* **Text section**
• • • • • • •
Mechanisms of microbial catabolism of phytohormone abscisic acid (ABA) are still unknown. Here, we report the complete genome sequence of ABA-utilizing Rhodococcus sp.
ABSTRACT
Mechanisms of microbial catabolism of phytohormone abscisic acid (ABA) are still unknown. Here, we report the complete genome sequence of ABA-utilizing Rhodococcus sp. strain P1Y, isolated from the rice (Oryza sativa L.) rhizosphere. The sequence was obtained using an approach combining Oxford Nanopore Technologies MinION and Illumina MiSeq sequence data.
ANNOUNCEMENT
Representatives of the Rhodococcus genus can both produce and metabolize phytohormones and their precursors (1, 2). The strain Rhodococcus sp. P1Y was initially isolated from the rhizosphere of rice (Oryza sativa L.) seedlings using a selective nutrient medium containing abscisic acid (ABA) as the sole carbon source (3). Here, it was cultivated as described previously (3). Genomic DNA was extracted and purified using the QIAamp DNA minikit (Qiagen GmbH). Paired-end and mate pair libraries were prepared using the NEBNext Ultra II DNA library kit and the Nextera mate pair library prep kit (Illumina). Sequencing was performed on an Illumina MiSeq instrument with the MiSeq reagent kit v.2 (500 cycles), which generated 2,848,635 and 100,034 reads, respectively. The paired-end reads were filtered and trimmed with PrinSeq lite v.0.20.4 (4), leaving 2,704,317 high-quality read pairs (179× genome coverage). The mate pair reads were processed with NxTrim v.0.4.2 (5), leaving 65,022 proper mate pairs (6× genome coverage).
• • • • • • •
(Phrase grounding data)
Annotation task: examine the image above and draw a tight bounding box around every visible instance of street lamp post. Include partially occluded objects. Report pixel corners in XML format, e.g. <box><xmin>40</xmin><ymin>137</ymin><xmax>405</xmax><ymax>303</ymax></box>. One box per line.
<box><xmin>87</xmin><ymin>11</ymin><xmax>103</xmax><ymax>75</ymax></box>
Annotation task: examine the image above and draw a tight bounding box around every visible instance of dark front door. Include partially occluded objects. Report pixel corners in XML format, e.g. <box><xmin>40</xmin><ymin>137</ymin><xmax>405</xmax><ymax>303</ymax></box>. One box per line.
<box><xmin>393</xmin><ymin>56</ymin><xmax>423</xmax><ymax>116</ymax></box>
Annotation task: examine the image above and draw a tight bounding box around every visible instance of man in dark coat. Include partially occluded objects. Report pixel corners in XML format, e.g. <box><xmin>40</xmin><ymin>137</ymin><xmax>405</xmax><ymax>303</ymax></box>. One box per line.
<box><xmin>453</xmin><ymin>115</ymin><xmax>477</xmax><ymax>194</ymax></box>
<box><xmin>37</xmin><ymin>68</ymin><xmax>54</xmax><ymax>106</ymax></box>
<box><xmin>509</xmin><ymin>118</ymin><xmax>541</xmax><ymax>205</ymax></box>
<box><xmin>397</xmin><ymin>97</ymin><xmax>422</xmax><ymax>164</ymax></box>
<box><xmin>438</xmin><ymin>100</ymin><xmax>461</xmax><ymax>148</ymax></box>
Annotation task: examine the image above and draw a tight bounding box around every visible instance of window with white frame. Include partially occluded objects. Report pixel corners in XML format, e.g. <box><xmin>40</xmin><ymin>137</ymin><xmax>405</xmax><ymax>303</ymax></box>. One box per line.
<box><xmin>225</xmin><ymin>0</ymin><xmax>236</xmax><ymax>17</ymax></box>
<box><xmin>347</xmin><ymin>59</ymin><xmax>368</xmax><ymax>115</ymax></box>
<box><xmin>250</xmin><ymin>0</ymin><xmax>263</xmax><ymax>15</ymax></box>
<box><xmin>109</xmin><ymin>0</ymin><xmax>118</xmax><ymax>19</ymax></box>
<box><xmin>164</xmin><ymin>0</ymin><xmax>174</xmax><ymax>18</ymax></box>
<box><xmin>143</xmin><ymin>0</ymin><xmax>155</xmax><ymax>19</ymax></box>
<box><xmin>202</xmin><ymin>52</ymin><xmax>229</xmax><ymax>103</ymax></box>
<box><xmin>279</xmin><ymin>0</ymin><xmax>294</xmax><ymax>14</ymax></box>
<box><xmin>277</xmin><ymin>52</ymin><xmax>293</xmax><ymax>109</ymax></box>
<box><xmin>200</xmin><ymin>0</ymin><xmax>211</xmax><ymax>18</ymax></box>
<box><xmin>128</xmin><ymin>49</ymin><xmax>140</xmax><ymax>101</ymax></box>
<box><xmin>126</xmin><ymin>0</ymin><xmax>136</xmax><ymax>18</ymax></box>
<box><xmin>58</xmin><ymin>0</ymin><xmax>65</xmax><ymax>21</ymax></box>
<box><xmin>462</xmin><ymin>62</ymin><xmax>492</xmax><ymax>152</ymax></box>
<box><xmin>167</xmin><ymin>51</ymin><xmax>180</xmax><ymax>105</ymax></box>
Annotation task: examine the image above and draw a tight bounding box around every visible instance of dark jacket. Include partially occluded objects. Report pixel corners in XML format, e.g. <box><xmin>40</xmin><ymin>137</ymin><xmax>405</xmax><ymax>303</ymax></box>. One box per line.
• • • • • • •
Translate this sentence from the Rhodococcus genome text into Spanish: "Genomic DNA was extracted and purified using the QIAamp DNA minikit (Qiagen GmbH)."

El ADN genómico se extrajo y purificó con el QIAamp DNA minikit (Qiagen GmbH).